• _EXERCISE REQUIREMENTS_
#1 Edit the Abu Ghraib passage by rewriting it starting at "For all the" and ending at "Lynch gone wrong.", with "dog leash" replaced by "chain".
#2 In the Abu Ghraib passage, what things from the prison images does the opening sentence name before it turns to the woman in them?
#3 According to the Abu Ghraib passage, where is the 372nd Military Police Company based?

• _GIVEN PASSAGE_

** BEGIN **

For all the tangled nudes, the hideous hoods, the dangling wires and the dog leash, perhaps the single most shocking thing about the images from Abu Ghraib prison is the woman in so many of the pictures: smiling broadly or giving a thumbs up or just standing casually in the demented scene as if posing in a college dorm. It’s the all-American face of Private First Class Lynndie England. The girl next door, a Jessica Lynch gone wrong.

What forces, internal or external, could have brought this diminutive, 21-year-old woman and her six accused comrades to this appalling pass? There is no shortage of explanations. From the moment the atrocities at Abu Ghraib came to light, military commanders, members of the Administration and, indeed, the Commander in Chief were quick to label those implicated as “bad apples.” As President Bush put it, they are an exceptional “few” whose actions “do not reflect the nature of the men and women who serve our country.” The families and friends of the accused, of course, say the very opposite is true: these are normal, patriotic Americans who put their lives on the line to serve their country but went astray because they followed orders. Psychologists and historians who study torture give what is probably the most disturbing explanation of all: they are us. For under certain circumstances, almost anyone has the capacity to commit the atrocities seen in the photos that have shocked the world.

An Iraqi prison couldn’t be further from home for those facing career-ending charges in the scandal. The 372nd Military Police Company, a unit of reservists based in a one-story brick building in Cresaptown, Md., draws most of its members from small, down-at-the-heels towns in the green valleys of Appalachia. Many sign on as teenagers, as England did, to get college benefits. Others, like Staff Sergeant Ivan (Chip) Frederick, are eager to see a bit of the world. Patriotism runs deep in this part of the country, and recruitment ads for the armed services constantly stream in on local radio.

** END **

Stored data

** BEGIN **

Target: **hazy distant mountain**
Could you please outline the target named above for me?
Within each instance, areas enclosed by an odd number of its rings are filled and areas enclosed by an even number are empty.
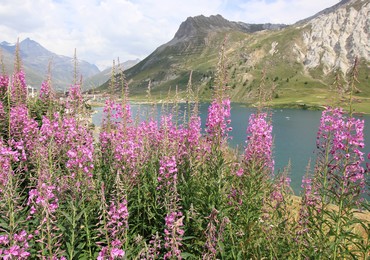
[[[193,71],[193,86],[202,97],[210,97],[226,37],[234,101],[253,102],[266,71],[266,87],[275,86],[274,103],[327,104],[335,73],[340,72],[346,85],[343,78],[358,57],[357,105],[370,105],[369,13],[369,1],[344,0],[291,26],[231,22],[220,15],[189,17],[171,41],[126,71],[130,93],[145,95],[149,81],[157,96],[167,95],[170,87],[184,90]]]
[[[125,71],[135,66],[140,62],[140,59],[128,60],[120,64],[120,67]],[[104,84],[112,75],[112,67],[106,68],[105,70],[89,77],[84,80],[84,89],[96,88]]]
[[[15,45],[8,42],[0,43],[1,53],[8,73],[11,73],[14,63]],[[49,61],[52,61],[52,81],[55,89],[68,88],[74,77],[73,58],[57,55],[39,43],[27,38],[19,43],[22,65],[26,72],[27,83],[39,88],[46,78]],[[99,73],[97,66],[83,60],[78,60],[78,73],[90,77]]]

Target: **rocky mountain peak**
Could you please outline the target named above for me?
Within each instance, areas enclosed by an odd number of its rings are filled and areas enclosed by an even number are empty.
[[[209,30],[235,29],[236,27],[235,23],[226,20],[219,14],[211,15],[210,17],[199,15],[188,17],[182,22],[174,38],[182,39],[198,33],[206,33]]]
[[[323,65],[324,73],[340,69],[346,73],[355,57],[370,60],[370,3],[344,0],[297,24],[306,28],[303,45],[296,44],[298,61],[307,69]],[[303,54],[305,53],[305,54]]]

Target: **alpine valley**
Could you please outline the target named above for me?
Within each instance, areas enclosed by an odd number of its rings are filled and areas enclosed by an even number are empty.
[[[193,88],[209,99],[226,39],[233,101],[253,103],[263,80],[265,88],[274,88],[275,106],[309,108],[329,100],[344,105],[348,97],[336,89],[348,90],[357,58],[354,108],[370,112],[369,10],[369,1],[344,0],[290,26],[231,22],[221,15],[189,17],[171,41],[125,71],[130,96],[144,98],[149,82],[158,100],[176,87],[185,96],[192,71]],[[106,82],[97,90],[108,88]]]
[[[209,99],[224,44],[227,82],[234,102],[254,103],[263,86],[271,89],[275,106],[316,108],[328,102],[343,106],[355,79],[354,108],[370,113],[369,12],[368,0],[343,0],[289,26],[233,22],[221,15],[189,17],[171,41],[140,62],[131,61],[133,67],[123,66],[130,98],[144,99],[149,83],[157,101],[169,91],[173,95],[175,89],[185,97],[192,74],[193,89],[199,91],[201,99]],[[0,48],[5,65],[11,67],[14,47],[3,42]],[[20,42],[20,50],[28,82],[39,86],[48,61],[54,57],[54,85],[65,89],[71,84],[71,58],[53,54],[30,39]],[[358,66],[353,73],[355,60]],[[99,72],[95,65],[80,61],[79,73],[85,89],[109,91],[109,71]],[[338,94],[338,88],[342,93]],[[121,93],[119,88],[115,91]]]

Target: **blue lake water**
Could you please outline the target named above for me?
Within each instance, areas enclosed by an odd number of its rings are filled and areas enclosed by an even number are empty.
[[[209,103],[201,103],[199,107],[202,126],[204,127]],[[139,120],[147,118],[148,111],[153,105],[131,104],[133,117]],[[183,111],[187,106],[180,104],[178,107],[179,119],[183,117]],[[155,105],[154,111],[158,118],[161,114],[162,105]],[[97,113],[93,114],[92,120],[95,125],[100,125],[103,118],[103,108],[95,108]],[[246,107],[243,104],[231,104],[231,127],[232,139],[229,141],[231,147],[243,149],[246,140],[246,129],[248,119],[254,108]],[[302,177],[306,172],[307,164],[311,158],[312,165],[315,162],[316,133],[320,124],[321,111],[309,111],[298,109],[273,109],[272,125],[274,136],[274,159],[275,171],[282,170],[291,162],[291,186],[296,194],[299,194]],[[370,152],[370,116],[364,115],[365,120],[365,149],[363,152]]]

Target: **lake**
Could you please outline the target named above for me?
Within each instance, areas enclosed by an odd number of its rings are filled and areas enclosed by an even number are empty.
[[[201,103],[199,107],[202,127],[204,128],[209,103]],[[147,117],[148,110],[153,105],[131,104],[133,117],[143,120]],[[179,118],[182,118],[183,111],[187,106],[179,104]],[[155,105],[156,114],[160,117],[162,105]],[[94,108],[97,113],[93,114],[92,121],[95,125],[100,125],[103,117],[103,108]],[[246,129],[248,119],[255,108],[246,107],[243,104],[231,104],[231,127],[232,139],[229,145],[234,148],[243,149],[246,140]],[[273,109],[272,124],[274,136],[274,159],[275,171],[282,170],[291,161],[291,186],[296,194],[301,190],[302,176],[306,172],[309,159],[312,164],[315,161],[316,133],[320,124],[321,111],[298,110],[298,109]],[[370,152],[370,116],[364,115],[365,119],[365,149],[363,152]]]

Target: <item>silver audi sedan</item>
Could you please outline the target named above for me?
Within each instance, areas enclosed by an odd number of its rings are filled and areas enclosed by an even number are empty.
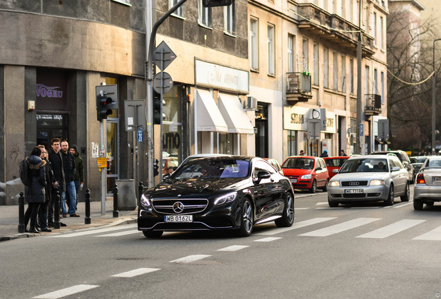
[[[384,201],[394,204],[396,197],[408,201],[409,178],[407,170],[393,154],[352,156],[329,181],[328,203]]]
[[[423,204],[433,206],[441,201],[441,156],[429,156],[423,163],[413,189],[413,208],[422,210]]]

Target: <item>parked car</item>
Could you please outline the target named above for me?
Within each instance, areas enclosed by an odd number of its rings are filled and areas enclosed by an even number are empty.
[[[413,167],[413,181],[417,180],[417,174],[426,161],[427,156],[413,156],[410,158],[410,165]]]
[[[329,174],[322,158],[291,156],[282,165],[282,171],[290,179],[294,189],[309,190],[311,193],[315,193],[317,188],[328,190]]]
[[[441,156],[426,156],[413,189],[413,208],[422,210],[423,205],[433,206],[441,201]]]
[[[141,197],[138,230],[232,230],[248,236],[256,224],[291,226],[294,191],[287,178],[261,158],[190,156]]]
[[[271,158],[263,158],[263,160],[269,163],[277,171],[280,172],[280,174],[283,175],[284,172],[282,171],[282,166],[280,166],[278,161]]]
[[[358,201],[384,201],[394,204],[401,197],[410,197],[407,171],[395,155],[366,155],[350,157],[329,181],[328,203],[335,208],[339,203]]]
[[[349,156],[347,156],[323,158],[326,163],[326,167],[328,169],[329,179],[338,172],[341,166],[348,158]],[[336,170],[336,172],[334,172],[334,170]]]
[[[408,175],[409,176],[409,181],[410,183],[413,183],[414,181],[414,176],[413,176],[413,166],[410,165],[410,159],[409,156],[407,155],[406,152],[402,150],[393,150],[393,151],[383,151],[383,152],[374,152],[371,153],[371,154],[393,154],[398,157],[399,161],[403,164],[403,166],[407,170]]]

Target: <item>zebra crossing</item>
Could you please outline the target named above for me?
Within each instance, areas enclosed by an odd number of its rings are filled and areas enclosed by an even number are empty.
[[[441,226],[432,223],[426,219],[404,219],[396,221],[392,223],[383,224],[387,219],[374,217],[358,217],[350,220],[340,220],[338,217],[315,217],[303,221],[295,221],[292,226],[288,228],[271,228],[262,230],[259,230],[252,235],[252,236],[268,236],[268,239],[273,239],[270,236],[275,236],[289,231],[295,231],[302,228],[309,228],[309,231],[302,233],[296,233],[296,235],[301,237],[327,237],[337,234],[349,233],[352,230],[357,228],[369,228],[370,224],[381,224],[381,227],[375,228],[363,234],[354,236],[361,239],[386,239],[392,237],[400,233],[405,232],[414,227],[425,223],[425,227],[429,227],[428,231],[420,235],[412,235],[406,238],[413,240],[425,241],[441,241]],[[316,226],[320,226],[316,228]],[[63,233],[58,235],[51,235],[46,237],[55,238],[72,238],[85,235],[92,235],[94,237],[118,237],[130,235],[141,234],[137,230],[137,224],[128,224],[117,226],[110,228],[99,228],[85,231]],[[164,235],[166,235],[167,233]],[[259,241],[263,242],[263,241]]]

** END **

• _SOLVED PROBLEMS_
#1
For all the tangled nudes, the hideous hoods, the dangling wires and the chain, perhaps the single most shocking thing about the images from Abu Ghraib prison is the woman in so many of the pictures: smiling broadly or giving a thumbs up or just standing casually in the demented scene as if posing in a college dorm. It’s the all-American face of Private First Class Lynndie England. The girl next door, a Jessica Lynch gone wrong.

#2 The tangled nudes, the hideous hoods, the dangling wires and the dog leash.

#3 It is based in a one-story brick building in Cresaptown, Md.